--- START Supplied records ---

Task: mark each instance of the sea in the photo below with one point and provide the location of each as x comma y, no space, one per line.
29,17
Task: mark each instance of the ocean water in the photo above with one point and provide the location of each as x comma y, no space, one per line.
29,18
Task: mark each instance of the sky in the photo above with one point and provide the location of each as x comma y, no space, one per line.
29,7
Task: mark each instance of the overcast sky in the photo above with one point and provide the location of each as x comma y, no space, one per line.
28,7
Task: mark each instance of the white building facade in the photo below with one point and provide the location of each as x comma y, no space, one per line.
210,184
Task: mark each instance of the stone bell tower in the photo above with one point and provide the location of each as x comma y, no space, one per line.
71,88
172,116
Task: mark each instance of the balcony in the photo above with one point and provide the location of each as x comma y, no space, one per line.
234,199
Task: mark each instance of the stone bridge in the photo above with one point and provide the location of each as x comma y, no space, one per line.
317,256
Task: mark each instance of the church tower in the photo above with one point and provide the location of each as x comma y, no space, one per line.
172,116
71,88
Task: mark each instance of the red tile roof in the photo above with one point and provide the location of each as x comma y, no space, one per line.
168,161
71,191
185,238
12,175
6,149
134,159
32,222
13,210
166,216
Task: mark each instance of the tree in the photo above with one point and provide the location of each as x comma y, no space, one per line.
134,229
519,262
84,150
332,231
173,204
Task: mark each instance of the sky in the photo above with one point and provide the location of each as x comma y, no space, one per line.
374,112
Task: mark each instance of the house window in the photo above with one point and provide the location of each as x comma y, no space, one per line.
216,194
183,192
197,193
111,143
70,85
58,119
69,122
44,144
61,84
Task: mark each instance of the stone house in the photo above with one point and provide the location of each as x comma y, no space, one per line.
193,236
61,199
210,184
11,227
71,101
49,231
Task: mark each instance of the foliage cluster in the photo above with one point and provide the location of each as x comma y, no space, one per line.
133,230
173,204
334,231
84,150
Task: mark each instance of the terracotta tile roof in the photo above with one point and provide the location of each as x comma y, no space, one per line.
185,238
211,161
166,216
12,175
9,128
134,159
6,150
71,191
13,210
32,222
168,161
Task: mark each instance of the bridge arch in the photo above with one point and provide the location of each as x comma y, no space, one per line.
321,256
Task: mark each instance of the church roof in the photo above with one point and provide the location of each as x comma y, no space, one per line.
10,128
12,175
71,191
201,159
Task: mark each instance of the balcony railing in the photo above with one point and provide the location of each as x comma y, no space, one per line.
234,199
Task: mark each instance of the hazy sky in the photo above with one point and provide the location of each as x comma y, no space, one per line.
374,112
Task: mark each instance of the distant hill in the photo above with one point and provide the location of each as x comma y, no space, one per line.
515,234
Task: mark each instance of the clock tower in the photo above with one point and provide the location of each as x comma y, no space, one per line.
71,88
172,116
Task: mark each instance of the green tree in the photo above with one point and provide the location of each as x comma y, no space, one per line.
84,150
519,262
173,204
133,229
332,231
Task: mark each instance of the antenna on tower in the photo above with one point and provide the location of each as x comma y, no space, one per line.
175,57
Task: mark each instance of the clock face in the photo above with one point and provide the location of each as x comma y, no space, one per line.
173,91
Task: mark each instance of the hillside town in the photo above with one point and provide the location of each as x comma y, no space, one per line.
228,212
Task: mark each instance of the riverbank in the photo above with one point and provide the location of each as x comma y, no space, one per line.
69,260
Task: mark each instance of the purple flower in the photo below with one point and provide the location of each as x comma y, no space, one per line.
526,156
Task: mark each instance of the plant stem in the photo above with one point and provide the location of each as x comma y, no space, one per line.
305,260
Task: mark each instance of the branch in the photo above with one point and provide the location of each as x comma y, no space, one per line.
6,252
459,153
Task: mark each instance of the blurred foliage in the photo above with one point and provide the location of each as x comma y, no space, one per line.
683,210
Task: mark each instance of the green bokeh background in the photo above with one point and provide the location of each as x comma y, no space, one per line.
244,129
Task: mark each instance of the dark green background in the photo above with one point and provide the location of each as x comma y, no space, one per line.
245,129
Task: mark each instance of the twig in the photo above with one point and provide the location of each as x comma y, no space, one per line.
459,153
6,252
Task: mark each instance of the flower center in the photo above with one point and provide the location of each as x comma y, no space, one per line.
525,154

--- END Supplied records ---

Copy the rows above word for word, starting at the line that contains "Task: mark each instance of the dark" and continuing through the last row.

• Solved problem:
Task: mark each instance of the dark green background in the photo above with one point and provide the location of each as x comma y, no space, one per line.
245,129
Task: mark each instance of the twig in the photo above with one point and provide the location of each as x comma y, no space, one per line.
459,153
6,252
Task: mark each instance of the flower center in the photo above with one point and provide the location of each as x comma y, no space, one per line.
525,154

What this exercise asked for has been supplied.